▸ **Assignment**:
It is required that all of the data be written out exactly.

(Stored data entries)

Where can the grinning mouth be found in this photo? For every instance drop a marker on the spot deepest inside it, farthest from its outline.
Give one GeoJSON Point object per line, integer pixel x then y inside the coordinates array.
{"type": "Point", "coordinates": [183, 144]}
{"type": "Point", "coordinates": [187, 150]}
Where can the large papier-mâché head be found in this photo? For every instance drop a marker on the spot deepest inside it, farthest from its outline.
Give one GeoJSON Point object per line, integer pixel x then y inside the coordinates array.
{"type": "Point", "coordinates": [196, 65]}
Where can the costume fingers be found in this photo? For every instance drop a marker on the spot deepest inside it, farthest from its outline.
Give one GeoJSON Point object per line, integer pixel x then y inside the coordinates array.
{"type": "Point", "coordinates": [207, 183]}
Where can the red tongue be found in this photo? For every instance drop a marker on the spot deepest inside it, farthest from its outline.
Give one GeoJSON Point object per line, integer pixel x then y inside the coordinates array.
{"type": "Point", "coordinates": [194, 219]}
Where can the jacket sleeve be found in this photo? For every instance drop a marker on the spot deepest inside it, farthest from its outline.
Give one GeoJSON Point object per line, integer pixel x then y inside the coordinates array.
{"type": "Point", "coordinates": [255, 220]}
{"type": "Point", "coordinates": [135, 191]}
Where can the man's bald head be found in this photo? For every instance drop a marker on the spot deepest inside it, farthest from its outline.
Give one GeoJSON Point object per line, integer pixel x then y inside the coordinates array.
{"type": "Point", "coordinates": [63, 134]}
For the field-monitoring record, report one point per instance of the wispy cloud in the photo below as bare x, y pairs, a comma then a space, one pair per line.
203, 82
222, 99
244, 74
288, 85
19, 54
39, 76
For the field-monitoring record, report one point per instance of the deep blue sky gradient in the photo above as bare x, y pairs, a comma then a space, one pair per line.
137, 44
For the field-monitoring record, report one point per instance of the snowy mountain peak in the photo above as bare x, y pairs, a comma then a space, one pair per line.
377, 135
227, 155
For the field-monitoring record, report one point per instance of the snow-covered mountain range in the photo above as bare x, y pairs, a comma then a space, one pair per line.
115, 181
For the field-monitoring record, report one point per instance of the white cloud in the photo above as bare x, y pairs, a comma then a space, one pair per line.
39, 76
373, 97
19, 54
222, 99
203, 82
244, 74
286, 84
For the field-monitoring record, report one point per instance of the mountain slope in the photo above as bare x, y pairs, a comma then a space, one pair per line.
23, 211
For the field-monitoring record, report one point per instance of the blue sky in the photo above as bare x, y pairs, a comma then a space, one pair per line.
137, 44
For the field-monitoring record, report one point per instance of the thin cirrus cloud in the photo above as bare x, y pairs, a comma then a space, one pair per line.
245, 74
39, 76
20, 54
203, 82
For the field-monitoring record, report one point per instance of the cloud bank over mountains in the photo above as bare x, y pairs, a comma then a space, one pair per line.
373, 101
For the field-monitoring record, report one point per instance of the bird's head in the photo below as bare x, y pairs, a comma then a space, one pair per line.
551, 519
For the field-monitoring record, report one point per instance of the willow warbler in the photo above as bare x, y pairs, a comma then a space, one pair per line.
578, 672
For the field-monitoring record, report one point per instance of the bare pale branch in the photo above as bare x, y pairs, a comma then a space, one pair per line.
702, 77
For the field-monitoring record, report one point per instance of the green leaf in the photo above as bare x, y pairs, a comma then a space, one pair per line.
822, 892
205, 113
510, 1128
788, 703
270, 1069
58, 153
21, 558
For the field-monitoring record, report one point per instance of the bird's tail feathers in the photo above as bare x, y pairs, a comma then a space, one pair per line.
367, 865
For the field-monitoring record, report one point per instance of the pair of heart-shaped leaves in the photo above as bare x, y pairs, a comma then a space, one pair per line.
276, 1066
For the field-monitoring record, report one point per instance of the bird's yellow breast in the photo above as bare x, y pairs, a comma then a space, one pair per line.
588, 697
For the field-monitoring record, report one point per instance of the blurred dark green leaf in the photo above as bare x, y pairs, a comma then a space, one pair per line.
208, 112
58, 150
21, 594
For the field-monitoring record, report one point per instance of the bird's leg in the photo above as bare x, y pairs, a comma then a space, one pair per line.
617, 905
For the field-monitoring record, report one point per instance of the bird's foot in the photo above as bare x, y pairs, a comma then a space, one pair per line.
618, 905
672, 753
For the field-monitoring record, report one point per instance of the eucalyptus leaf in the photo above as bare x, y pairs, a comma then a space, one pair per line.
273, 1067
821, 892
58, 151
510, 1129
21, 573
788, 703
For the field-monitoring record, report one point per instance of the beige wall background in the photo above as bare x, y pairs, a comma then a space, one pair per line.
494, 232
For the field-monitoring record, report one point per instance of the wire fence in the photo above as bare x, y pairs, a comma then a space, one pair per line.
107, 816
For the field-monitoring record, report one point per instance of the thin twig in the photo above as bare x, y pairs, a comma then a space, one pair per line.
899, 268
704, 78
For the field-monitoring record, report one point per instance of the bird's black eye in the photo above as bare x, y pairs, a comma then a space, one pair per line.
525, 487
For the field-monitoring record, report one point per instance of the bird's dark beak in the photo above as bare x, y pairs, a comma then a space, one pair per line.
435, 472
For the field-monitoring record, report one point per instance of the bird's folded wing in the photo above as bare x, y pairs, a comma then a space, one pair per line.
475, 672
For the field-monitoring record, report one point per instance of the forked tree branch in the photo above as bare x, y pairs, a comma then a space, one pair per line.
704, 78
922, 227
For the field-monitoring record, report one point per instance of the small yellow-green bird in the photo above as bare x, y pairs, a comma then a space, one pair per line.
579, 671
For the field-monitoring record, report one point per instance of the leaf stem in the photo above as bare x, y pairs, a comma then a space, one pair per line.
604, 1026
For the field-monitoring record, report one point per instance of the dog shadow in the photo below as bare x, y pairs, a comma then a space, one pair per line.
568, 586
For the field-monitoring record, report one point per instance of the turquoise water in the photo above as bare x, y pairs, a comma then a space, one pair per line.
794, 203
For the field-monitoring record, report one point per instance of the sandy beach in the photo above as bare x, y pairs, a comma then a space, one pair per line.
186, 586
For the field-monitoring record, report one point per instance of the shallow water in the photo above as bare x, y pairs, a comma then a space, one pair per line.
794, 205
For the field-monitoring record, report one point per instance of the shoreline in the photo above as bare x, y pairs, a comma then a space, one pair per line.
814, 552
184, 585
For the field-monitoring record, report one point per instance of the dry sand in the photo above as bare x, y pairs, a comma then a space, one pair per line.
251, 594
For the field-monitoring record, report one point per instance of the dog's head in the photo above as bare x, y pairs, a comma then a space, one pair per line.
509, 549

▸ **Problem solution**:
Where can the grinning mouth be found in this photo? For every instance drop a marker on the spot deepest inside it, farthest from its outline.
Give one GeoJSON Point object per line, integer pixel x then y inside the coordinates array.
{"type": "Point", "coordinates": [183, 144]}
{"type": "Point", "coordinates": [187, 150]}
Where can the large papier-mâché head be found in this photo? For every instance drop a marker on the spot deepest inside it, farthest from its outline.
Give one GeoJSON Point object per line, integer pixel x then y inside the coordinates array.
{"type": "Point", "coordinates": [196, 65]}
Where can the costume fingers be found in this photo? For every instance drop a marker on the spot deepest inside it, farthest from its outline.
Give one GeoJSON Point object per line, integer pixel x then y inside the coordinates array.
{"type": "Point", "coordinates": [207, 183]}
Where can the red tongue be found in this photo? For every instance drop a marker on the spot deepest inside it, farthest from its outline.
Give one GeoJSON Point object per line, integer pixel x then y inside the coordinates array.
{"type": "Point", "coordinates": [194, 219]}
Where can the jacket sleeve be found in this photo? For every instance drop a marker on the spot deepest inside it, farthest from its outline.
Give one GeoJSON Point object per line, integer pixel x then y inside the coordinates array.
{"type": "Point", "coordinates": [255, 220]}
{"type": "Point", "coordinates": [135, 191]}
Where can the man's bald head be found in this photo? For every instance drop a marker on the spot deepest inside it, farthest from its outline.
Give one GeoJSON Point object per line, integer pixel x then y inside the coordinates array.
{"type": "Point", "coordinates": [63, 134]}
For the field-monitoring record, report one point per instance of the wispy cloud in the photo below as bare x, y pairs, a comma then a space, one pair per line.
203, 82
222, 99
244, 74
288, 85
19, 54
39, 76
For the field-monitoring record, report one point per instance of the deep blue sky gradient in the photo above as bare x, y pairs, a comma then a space, one pair per line.
137, 44
For the field-monitoring record, report one point per instance of the snowy mountain peak in the photo above as bare x, y pairs, a comma then a space, one pair per line.
377, 135
227, 155
For the field-monitoring record, report one point per instance of the snow-covered mountain range in the photo above as bare x, y pairs, a comma then a space, one pair per line.
115, 181
For the field-monitoring record, report one point per instance of the white cloud in the photo above as bare x, y pairs, a comma then a space, one pair per line.
39, 76
373, 97
19, 54
222, 99
203, 82
244, 74
286, 84
For the field-monitoring record, report one point per instance of the mountain slope in the photo above as bare x, y pairs, a comma then a space, one pair per line.
23, 211
For the field-monitoring record, report one point per instance of the blue sky in the photo above as bare x, y pairs, a comma then a space, one pair per line.
137, 44
For the field-monitoring record, report one point per instance of the thin cirrus cloud in the photo above as bare x, y pairs, a comma then a space, one pair per line.
245, 74
39, 76
20, 54
203, 82
For the field-monitoring record, report one point per instance of the cloud bank over mountains in the photo above as bare x, y pairs, a comma then a space, one pair per line.
373, 101
For the field-monitoring record, report one point per instance of the bird's head in the photo below as bare x, y pairs, a comma then a space, one pair per line.
551, 519
For the field-monitoring record, report one point per instance of the willow warbler in the photo above as bare x, y pairs, a comma then a space, one pair per line.
578, 672
For the field-monitoring record, report one point per instance of the bare pale branch in the photo above as bare x, y pairs, a comma then a space, one pair per line.
702, 77
For the field-monitoring record, report one point per instance of the green leaf in the photo above as bare x, y pairs, a comma then a space, one pair per line.
822, 892
205, 113
510, 1128
788, 703
270, 1069
58, 153
21, 558
For the field-monitoring record, report one point per instance of the bird's tail feathers in the photo above as bare x, y pairs, a comma then a space, one pair per line.
367, 865
For the field-monitoring record, report one point per instance of the pair of heart-shaped leaves in the photo above as bare x, y pairs, a comma then a space, one pair per line.
276, 1066
For the field-monitoring record, report one point per instance of the bird's yellow breast in the photo above as bare x, y pairs, a comma then a space, one pair per line.
588, 697
For the field-monitoring record, report one point per instance of the blurred dark green leaf in the photo above as bare x, y pairs, a comma then a space, one pair per line.
208, 112
58, 150
21, 594
For the field-monitoring record, report one point per instance of the bird's leg in the photo above as bare x, y pairs, a comma then a space, one pair per line.
617, 905
For the field-monitoring record, report one point per instance of the bird's foot in the photo above as bare x, y pairs, a comma then a space, one pair per line.
618, 905
672, 753
For the field-monitoring record, report one point per instance of the eucalyptus leaf in the photo above as bare x, y pairs, a comma then a space, one pair per line.
273, 1067
821, 892
58, 151
510, 1129
21, 573
788, 703
For the field-monitoring record, report one point per instance of the beige wall background in the photo above as bare x, y pairs, a comma then a space, one pair per line.
494, 232
For the field-monitoring record, report one point per instance of the wire fence in the photo above as bare x, y pairs, a comma then a space, one pair per line.
107, 816
For the field-monitoring record, report one point per instance of the thin twig in the photo above as bare x, y pairs, a comma then a space, one pair per line.
899, 268
704, 78
For the field-monitoring record, report one point per instance of the bird's black eye in the photo above as bare x, y pairs, a comma then a space, one pair per line.
525, 487
For the field-monitoring record, report one point per instance of the bird's dark beak in the photo above as bare x, y pairs, a comma then a space, one pair per line.
435, 472
For the field-monitoring record, report one point per instance of the bird's folded wing in the photo above as bare x, y pairs, a comma then a space, one pair per line.
475, 672
For the field-monitoring record, report one point per instance of the forked tree branch in the photo above as bare x, y pairs, a comma then a space, one pair per line.
704, 78
922, 227
For the field-monitoring record, report one point per instance of the small yellow-green bird in the photo above as bare x, y pairs, a comma then a space, one pair per line.
579, 671
For the field-monitoring record, report one point per instance of the leaf stem in the photo above as bare x, y pairs, a comma then a space, one pair per line.
604, 1026
For the field-monitoring record, report one point per instance of the dog shadow in the photo below as bare x, y pairs, a comma then a space, one pair per line.
568, 586
For the field-monitoring record, report one point per instance of the turquoise water in the photo above as bare x, y pairs, a comma then a space, one pair per line.
794, 203
For the field-monitoring record, report one point per instance of the sandy beach in the photo above as bare x, y pairs, a comma then a space, one pair per line.
186, 586
For the field-monitoring record, report one point per instance of the shallow water in the photo above as bare x, y pairs, a comma then a space, one pair per line.
794, 205
For the field-monitoring record, report one point per instance of the shoreline in the photo above as bare x, y pairs, a comma then a space, one pair per line.
814, 552
184, 585
For the field-monitoring record, report one point per instance of the dry sand in the photo above as bare x, y pairs, a comma then a space, one pair per line.
251, 594
For the field-monitoring record, report one point per instance of the dog's head in the photo above as bare x, y pairs, a comma then a space, one pair per line.
509, 549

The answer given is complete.